Your goal: Reproduce word for word the portion of the forum thread on interpolation for bilinear forms, from "Bergh, Jöran; Löfström, Jörgen, Interpolation" up to and including "129-142 (1963). ZBL0178.47701.".
* Begin Quoted passage *
# How is interpolation used in the proof of Lemma 4.1 in Tao's article Endpoint Strichartz Estimates?

In the proof of Lemma 4.1, pp. 962–963 in "Endpoint Strichartz Estimates" by Tao and Keel (1997) (see MR1646048 or Zbl 0922.35028), the authors first proved the statements hold for some boundary and vertex values of $$(a,b)$$, and then it was claimed that the statements of the Lemma hold true for points in some neighborhood of $$(r,r)$$ since $$(r,r)$$ is in the convex hull determined by those boundary and vertex values of $$(a,b)$$. This is due to interpolation for bilinear forms, according to the expression in the article.

Question. I wonder what is interpolation for bilinear forms and how it is used here. Is there some books including this? I merely heard of interpolation for operators between function spaces, and interpolation for functionals of single variable as well. But never saw interpolation for bilinear forms before...

Keel-Tao implicitly used two multilinear interpolation results.

### Three end point multilinear interpolation

For general Banach spaces this is given as Exercise 3.13.5b in

Bergh, Jöran; Löfström, Jörgen, Interpolation spaces. An introduction, Grundlehren der mathematischen Wissenschaften. 223. Berlin-Heidelberg-New York: Springer-Verlag. X, 207 p. with 5 figs. DM 60.00; \$ 24.60 (1976). ZBL0344.46071.

In the case used for Strichartz estimates, the function spaces involved are (vector valued) $$L^p$$ spaces, and a complete proof is given in

O’Neil, Richard, Convolution operators and L(p, q) spaces, Duke Math. J. 30, 129-142 (1963). ZBL0178.47701.

The statement of the Theorem is:

Thm Let $$A_0, A_1, B_0, B_1, C_0, C_1$$ be Banach spaces. Let $$T$$ be a bilinear mapping with the following bounds: \begin{align*} \| T(a,b) \|_{C_0} &\lesssim \|a\|_{A_0} \|b\|_{B_0} & (T:&A_0\times B_0 \to C_0) \\ \| T(a,b) \|_{C_1} &\lesssim \|a\|_{A_0} \|b\|_{B_1} & (T:&A_0\times B_1 \to C_1) \\ \| T(a,b) \|_{C_1} &\lesssim \|a\|_{A_1} \|b\|_{B_0} & (T:&A_1\times B_0 \to C_1) \end{align*} then for $$\theta, \theta_A, \theta_B \in (0,1)$$ with $$\theta = \theta_A + \theta_B$$, and $$p,q,r\in [1,\infty]$$ with $$1 \leq \frac1p + \frac1q$$, we have $$\|T(a,b)\|_{C_{\theta,r}} \lesssim \|a\|_{A_{\theta_A,pr}} \|b\|_{B_{\theta_B,qr}} \quad (T: A_{\theta_A,pr} \times B_{\theta_B,qr} \to C_{\theta, r})$$ here for $$X \in \{A,B,C\}$$, the space $$X_{\theta,r}$$ is the real interpolation space $$(X_0,X_1)_{\theta,r}$$.
* End Quoted passage *
* Begin Data records *
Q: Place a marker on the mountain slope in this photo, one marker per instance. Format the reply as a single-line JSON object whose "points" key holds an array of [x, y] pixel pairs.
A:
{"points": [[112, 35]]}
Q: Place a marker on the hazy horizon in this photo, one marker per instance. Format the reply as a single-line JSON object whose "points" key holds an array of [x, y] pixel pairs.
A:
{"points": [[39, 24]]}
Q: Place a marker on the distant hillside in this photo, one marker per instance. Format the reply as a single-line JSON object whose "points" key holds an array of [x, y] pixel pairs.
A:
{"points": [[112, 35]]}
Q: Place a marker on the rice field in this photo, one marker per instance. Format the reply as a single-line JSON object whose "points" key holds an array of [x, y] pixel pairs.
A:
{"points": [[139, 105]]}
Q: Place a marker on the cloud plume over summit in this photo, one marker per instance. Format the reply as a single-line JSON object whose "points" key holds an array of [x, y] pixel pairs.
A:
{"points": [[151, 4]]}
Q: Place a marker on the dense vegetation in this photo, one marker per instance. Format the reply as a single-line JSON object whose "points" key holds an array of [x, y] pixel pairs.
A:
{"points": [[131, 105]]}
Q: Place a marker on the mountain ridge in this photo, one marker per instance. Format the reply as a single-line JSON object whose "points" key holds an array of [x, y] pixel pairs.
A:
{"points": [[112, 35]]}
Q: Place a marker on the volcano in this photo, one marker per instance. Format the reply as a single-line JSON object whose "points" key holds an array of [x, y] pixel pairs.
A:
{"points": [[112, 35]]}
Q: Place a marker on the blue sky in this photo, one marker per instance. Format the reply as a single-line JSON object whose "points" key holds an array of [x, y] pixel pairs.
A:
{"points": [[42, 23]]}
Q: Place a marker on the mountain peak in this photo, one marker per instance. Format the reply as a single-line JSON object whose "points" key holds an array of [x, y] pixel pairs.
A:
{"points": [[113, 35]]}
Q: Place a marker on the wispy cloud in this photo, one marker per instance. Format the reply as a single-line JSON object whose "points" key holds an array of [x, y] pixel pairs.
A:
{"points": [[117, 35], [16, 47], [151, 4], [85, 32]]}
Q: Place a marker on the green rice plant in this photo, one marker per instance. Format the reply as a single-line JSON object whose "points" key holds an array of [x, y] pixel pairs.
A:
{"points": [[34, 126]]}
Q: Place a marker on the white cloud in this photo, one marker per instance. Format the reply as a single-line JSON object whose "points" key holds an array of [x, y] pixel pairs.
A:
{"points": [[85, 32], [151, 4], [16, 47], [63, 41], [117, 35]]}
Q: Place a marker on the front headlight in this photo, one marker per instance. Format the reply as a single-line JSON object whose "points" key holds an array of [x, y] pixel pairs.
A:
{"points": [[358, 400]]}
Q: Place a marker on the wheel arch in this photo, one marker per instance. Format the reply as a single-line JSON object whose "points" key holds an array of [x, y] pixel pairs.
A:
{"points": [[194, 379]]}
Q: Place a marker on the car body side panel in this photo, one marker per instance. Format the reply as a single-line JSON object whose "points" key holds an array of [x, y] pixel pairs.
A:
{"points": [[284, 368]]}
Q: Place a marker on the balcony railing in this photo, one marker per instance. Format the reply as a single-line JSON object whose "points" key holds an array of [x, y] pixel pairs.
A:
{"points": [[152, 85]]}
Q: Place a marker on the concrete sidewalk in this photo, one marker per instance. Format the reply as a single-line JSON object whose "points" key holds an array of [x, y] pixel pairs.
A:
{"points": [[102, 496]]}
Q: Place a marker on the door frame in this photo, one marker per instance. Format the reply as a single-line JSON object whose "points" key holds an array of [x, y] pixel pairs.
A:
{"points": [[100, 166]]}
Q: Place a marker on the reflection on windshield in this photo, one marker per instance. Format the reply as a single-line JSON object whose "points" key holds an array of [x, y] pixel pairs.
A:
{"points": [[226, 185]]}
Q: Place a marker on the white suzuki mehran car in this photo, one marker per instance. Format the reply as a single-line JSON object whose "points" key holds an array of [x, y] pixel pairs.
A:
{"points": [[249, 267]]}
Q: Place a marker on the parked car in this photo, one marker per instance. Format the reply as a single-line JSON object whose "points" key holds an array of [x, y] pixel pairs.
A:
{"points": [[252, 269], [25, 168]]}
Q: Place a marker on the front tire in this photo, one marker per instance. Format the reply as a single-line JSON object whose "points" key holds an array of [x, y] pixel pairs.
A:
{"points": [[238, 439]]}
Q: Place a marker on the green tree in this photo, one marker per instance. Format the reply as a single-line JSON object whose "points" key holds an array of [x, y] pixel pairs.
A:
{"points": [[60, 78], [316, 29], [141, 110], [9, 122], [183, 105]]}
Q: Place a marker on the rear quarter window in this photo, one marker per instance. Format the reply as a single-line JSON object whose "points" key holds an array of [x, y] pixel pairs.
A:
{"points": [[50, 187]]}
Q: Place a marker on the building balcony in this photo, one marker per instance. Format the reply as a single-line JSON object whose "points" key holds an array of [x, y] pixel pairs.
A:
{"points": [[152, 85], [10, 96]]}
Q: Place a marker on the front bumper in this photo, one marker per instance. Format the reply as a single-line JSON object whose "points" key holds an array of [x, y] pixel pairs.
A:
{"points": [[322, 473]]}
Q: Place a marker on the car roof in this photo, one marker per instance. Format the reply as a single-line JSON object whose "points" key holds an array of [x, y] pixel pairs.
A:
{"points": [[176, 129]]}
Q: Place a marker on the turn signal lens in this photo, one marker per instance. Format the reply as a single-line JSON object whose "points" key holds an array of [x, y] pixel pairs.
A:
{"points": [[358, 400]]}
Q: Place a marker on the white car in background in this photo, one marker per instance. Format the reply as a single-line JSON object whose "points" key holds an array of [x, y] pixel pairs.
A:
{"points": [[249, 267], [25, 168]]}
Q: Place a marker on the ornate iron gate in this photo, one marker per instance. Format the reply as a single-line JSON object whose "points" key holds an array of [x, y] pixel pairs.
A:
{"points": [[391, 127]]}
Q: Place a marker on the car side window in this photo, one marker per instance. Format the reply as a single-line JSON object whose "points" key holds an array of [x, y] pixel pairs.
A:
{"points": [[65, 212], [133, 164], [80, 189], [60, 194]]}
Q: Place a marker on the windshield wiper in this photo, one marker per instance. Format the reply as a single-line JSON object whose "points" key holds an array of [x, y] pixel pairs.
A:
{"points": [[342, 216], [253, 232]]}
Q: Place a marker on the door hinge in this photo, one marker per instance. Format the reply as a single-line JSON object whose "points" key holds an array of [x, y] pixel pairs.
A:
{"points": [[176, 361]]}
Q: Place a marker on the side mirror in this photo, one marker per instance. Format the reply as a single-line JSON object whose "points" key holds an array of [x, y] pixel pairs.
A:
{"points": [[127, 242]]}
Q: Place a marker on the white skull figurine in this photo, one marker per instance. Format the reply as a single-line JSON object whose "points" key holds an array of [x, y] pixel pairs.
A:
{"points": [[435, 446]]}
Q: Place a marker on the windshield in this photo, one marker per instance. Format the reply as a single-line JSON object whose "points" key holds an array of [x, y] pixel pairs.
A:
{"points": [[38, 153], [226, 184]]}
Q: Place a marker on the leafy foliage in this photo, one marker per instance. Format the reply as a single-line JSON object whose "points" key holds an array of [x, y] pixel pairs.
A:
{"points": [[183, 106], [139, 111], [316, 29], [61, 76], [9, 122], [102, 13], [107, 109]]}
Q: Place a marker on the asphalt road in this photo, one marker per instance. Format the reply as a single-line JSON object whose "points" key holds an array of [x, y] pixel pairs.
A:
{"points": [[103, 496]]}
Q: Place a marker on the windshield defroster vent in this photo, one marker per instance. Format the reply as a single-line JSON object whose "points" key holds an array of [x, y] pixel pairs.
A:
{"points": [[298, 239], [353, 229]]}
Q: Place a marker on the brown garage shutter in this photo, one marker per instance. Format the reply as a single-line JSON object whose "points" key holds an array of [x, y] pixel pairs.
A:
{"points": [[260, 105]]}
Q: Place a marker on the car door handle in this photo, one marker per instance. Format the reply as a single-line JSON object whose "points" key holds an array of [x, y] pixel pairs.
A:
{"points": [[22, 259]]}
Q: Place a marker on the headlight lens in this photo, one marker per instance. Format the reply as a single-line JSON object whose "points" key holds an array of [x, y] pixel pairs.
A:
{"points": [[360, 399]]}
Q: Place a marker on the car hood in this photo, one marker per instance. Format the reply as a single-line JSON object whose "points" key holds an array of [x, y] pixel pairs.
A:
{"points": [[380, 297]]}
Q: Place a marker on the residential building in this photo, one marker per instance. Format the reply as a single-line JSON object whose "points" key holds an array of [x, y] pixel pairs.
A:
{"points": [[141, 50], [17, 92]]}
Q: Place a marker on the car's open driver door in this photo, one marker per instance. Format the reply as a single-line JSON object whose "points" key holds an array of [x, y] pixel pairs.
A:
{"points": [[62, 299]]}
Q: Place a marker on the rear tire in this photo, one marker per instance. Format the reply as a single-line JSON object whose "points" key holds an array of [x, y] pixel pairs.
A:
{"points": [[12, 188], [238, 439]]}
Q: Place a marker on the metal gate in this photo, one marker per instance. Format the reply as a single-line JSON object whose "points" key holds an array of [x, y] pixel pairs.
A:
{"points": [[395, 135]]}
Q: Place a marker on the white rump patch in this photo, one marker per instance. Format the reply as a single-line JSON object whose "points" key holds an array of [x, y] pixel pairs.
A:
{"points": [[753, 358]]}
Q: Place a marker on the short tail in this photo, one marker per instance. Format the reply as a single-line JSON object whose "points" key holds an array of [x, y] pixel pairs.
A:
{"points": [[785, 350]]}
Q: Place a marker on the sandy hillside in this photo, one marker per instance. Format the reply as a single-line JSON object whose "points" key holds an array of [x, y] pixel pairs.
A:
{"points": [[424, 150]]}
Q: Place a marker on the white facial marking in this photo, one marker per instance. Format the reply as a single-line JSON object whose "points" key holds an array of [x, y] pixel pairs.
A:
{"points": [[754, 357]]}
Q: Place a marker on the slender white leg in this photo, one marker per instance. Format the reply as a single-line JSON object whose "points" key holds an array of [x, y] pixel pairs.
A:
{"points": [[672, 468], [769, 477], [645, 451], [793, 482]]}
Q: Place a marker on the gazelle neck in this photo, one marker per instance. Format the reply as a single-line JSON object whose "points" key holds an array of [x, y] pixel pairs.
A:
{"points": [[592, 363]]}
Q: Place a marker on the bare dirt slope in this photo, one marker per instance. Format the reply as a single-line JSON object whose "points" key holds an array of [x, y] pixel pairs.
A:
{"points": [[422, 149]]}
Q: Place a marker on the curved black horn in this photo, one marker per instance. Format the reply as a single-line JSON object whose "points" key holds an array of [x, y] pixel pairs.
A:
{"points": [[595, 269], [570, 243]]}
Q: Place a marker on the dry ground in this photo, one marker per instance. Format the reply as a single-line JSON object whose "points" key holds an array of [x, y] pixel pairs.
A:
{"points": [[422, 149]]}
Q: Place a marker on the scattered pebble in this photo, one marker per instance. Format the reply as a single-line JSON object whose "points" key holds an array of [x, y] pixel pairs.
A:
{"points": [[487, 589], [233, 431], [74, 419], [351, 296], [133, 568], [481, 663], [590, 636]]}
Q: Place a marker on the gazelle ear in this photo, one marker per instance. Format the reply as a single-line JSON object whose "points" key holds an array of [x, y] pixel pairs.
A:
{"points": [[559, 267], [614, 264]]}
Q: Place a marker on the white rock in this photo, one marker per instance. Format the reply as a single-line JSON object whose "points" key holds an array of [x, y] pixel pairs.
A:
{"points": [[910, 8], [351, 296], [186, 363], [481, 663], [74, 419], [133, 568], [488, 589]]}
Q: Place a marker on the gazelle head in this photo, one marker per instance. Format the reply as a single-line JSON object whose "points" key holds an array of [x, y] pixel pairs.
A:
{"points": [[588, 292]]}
* End Data records *
Exercise solution:
Bergh, Jöran; Löfström, Jörgen, Interpolation spaces. An introduction, Grundlehren der mathematischen Wissenschaften. 223. Berlin-Heidelberg-New York: Springer-Verlag. X, 207 p. with 5 figs. DM 60.00; \$ 24.60 (1976). ZBL0344.46071.

In the case used for Strichartz estimates, the function spaces involved are (vector valued) $$L^p$$ spaces, and a complete proof is given in

O’Neil, Richard, Convolution operators and L(p, q) spaces, Duke Math. J. 30, 129-142 (1963). ZBL0178.47701.